Location labeling records
━━━━━━━━━━

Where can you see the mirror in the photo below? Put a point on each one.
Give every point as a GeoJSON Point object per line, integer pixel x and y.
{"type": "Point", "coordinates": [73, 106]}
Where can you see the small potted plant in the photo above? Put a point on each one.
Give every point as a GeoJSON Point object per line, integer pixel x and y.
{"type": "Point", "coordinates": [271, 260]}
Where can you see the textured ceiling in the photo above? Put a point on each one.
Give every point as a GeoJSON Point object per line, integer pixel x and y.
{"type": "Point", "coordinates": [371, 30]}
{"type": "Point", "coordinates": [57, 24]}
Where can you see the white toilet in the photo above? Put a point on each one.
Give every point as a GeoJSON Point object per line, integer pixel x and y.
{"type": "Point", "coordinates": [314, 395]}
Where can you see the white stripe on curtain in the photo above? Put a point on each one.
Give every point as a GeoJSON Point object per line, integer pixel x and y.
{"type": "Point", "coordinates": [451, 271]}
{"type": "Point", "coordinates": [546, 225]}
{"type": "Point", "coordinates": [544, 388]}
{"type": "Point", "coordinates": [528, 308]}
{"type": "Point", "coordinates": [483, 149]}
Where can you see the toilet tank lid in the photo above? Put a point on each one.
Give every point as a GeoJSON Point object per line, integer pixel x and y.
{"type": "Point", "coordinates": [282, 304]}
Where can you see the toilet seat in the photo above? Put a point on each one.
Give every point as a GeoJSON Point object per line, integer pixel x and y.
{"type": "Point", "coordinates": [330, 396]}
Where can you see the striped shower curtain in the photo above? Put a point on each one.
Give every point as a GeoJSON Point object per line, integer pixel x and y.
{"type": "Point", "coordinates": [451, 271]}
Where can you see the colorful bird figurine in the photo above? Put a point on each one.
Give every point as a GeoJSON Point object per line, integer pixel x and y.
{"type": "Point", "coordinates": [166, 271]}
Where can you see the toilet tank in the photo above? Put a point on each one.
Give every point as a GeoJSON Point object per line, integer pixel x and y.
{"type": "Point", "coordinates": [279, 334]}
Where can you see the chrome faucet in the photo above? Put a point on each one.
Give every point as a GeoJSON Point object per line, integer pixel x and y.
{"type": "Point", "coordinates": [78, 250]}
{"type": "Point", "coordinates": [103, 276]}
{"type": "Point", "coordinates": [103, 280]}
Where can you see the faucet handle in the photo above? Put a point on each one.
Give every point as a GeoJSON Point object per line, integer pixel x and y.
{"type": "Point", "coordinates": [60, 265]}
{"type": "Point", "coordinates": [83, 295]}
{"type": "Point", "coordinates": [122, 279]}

━━━━━━━━━━

**JOB**
Return every record, word for word.

**OUTPUT OF THE EXERCISE**
Where can you see the mirror in the photo below? Put a point on each one.
Give every point as a GeoJSON Point object per line, integer pixel x and y.
{"type": "Point", "coordinates": [73, 106]}
Where can you see the small potted plant in the photo above? Put a point on each one.
Give every point as a GeoJSON Point object per line, integer pixel x and y.
{"type": "Point", "coordinates": [271, 260]}
Where can you see the textured ceiling in the photo above? Put a point on each one.
Give every point as a GeoJSON Point object per line, integer pixel x and y.
{"type": "Point", "coordinates": [371, 30]}
{"type": "Point", "coordinates": [57, 24]}
Where can you see the white toilet in the photo above? Put a point on each one.
Give every point as a GeoJSON Point object per line, integer pixel x and y.
{"type": "Point", "coordinates": [314, 395]}
Where can you see the white stripe on curtain in the photo above? Put a point on each one.
Give every point as a GeoJSON Point object per line, integer pixel x and y.
{"type": "Point", "coordinates": [451, 271]}
{"type": "Point", "coordinates": [546, 225]}
{"type": "Point", "coordinates": [544, 388]}
{"type": "Point", "coordinates": [528, 308]}
{"type": "Point", "coordinates": [483, 149]}
Where can you see the toilet tank lid in the photo above? Put a point on each one.
Give every point as a GeoJSON Point object per line, integer pixel x and y.
{"type": "Point", "coordinates": [282, 304]}
Where can you see the toilet seat in the photo above? Put a point on each one.
Give every point as a GeoJSON Point object per line, integer pixel x and y.
{"type": "Point", "coordinates": [330, 396]}
Where can you see the striped shower curtain in the photo above? Put a point on each one.
Give every point as a GeoJSON Point object per line, integer pixel x and y.
{"type": "Point", "coordinates": [451, 271]}
Where can you see the colorful bird figurine in the photo above? Put a point on each one.
Give every point as a GeoJSON Point object per line, integer pixel x and y.
{"type": "Point", "coordinates": [166, 271]}
Where can you see the toilet tank in the photo above? Put a point on each one.
Give every point as a GeoJSON Point object per line, integer pixel x and y.
{"type": "Point", "coordinates": [279, 334]}
Where can you see the chrome faucet in the photo above? Put a point on each one.
Give every point as a GeoJSON Point object per line, integer pixel x and y.
{"type": "Point", "coordinates": [78, 250]}
{"type": "Point", "coordinates": [103, 276]}
{"type": "Point", "coordinates": [103, 280]}
Where can you see the faucet handle in the photo above? Put a point on each one.
Give every point as a GeoJSON Point object per line, integer pixel x and y.
{"type": "Point", "coordinates": [60, 265]}
{"type": "Point", "coordinates": [83, 295]}
{"type": "Point", "coordinates": [122, 279]}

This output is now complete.